Supplied text
---*---

According to the team’s management, only around 5,000 season tickets have been sold for the new stadium this year.

Danny Zuccari used to buy season tickets for the Marlins. But this year?

“No. Absolutely not,” says Zuccari. “There is no way in the world that I’m going to be a season ticket holder this year.”

Zuccari believed Jeffrey Loria, the owner, would bankroll a competitive team if Miami tax-payers helped pay for a new stadium.

“They built the team up last year, and they spent a lot of money. And I give them credit for that,” says Zuccari. “But then they turn around, after one year, and they dump everybody. I mean, everybody of significance that is a ‘name player’. Whether it was Josh Johnson, or Mark Buehrle or Jose Reyes.”

“The fans understandably felt like it was a bit of a bait-and-switch,” says Neil deMause, who co-authored the book Field of Schemes: How the Great Stadium Swindle Turns Public Money Into Private Profit. “It’s like, ‘Okay, fine. We had to spend hundreds of millions of dollars to build this new stadium, but at least we’re supposed to get a good team. Right?’ Well, apparently not.”

Even a bad team can make money for owner Jeffrey Loria.

“He’s been running a team where he’s basically content to not win a whole lot of ballgames, and just sit back and collect revenue-sharing checks from the league,” says deMause.

But Loria has paid for it with his popularity.

“Loria certainly does have a claim to being possibly the worst owner in baseball,” says deMause.

We tried to reach Jeffrey Loria. Instead, questions were fielded by the Marlins president, David Samson.

“Jeffrey Loria is not a bad owner at all,” says Samson. “He’s won a World Series, which is more than most have done. And he put so much of his own money, when others wouldn’t, to build a new ballpark.”

Samson understands fans are upset. But baseball is also a business.

“We had to cut payroll because things didn’t work out on the business side, or the baseball side,” says Samson.

He says Miami would be worse off without the stadium and Jeffrey Loria.

“Unless there had been a new ballpark and an owner like Jeffrey Loria willing to put in $160 Million of his own money into that ballpark, then the Marlins unfortunately wouldn’t be in Miami,” says Samson. “And now baseball will be here for decades and generations to come.”

Another thing that will endure is the backlash.

The repercussions are being felt by other sports teams in the area. A recent survey shows most Miami residents disapprove of another plan being floated to use taxpayer money to remodel a football stadium for the Miami Dolphins.

---*---

Problem set
- A) Retype part of the Marlins text word for word, starting at the words "The repercussions are" and stopping after the words "the Miami Dolphins.".
- B) Put this sentence from the Marlins text into Spanish: "Even a bad team can make money for owner Jeffrey Loria."
- C) Condense the paragraph in the Marlins text that opens with "“They built the team up last year" into a short bulleted list that keeps its main facts.
You won't need the items that follow the Marlins text.

---*---

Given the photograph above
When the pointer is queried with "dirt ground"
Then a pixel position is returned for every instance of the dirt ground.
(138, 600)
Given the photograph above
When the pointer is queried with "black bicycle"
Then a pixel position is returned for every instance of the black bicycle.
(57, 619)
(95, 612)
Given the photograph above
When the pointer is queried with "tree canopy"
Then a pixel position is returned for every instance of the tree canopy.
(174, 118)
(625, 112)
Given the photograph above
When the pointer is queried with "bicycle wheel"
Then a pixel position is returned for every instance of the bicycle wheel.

---*---

Solutions by task
- A)
The repercussions are being felt by other sports teams in the area. A recent survey shows most Miami residents disapprove of another plan being floated to use taxpayer money to remodel a football stadium for the Miami Dolphins.

- B) Incluso un equipo malo puede generar dinero para el propietario Jeffrey Loria.

- C)
- Zuccari says the team was built up last year with a lot of money spent, and he gives them credit for that.
- After one year, the team dumped every significant "name player."
- Examples he names: Josh Johnson, Mark Buehrle and Jose Reyes.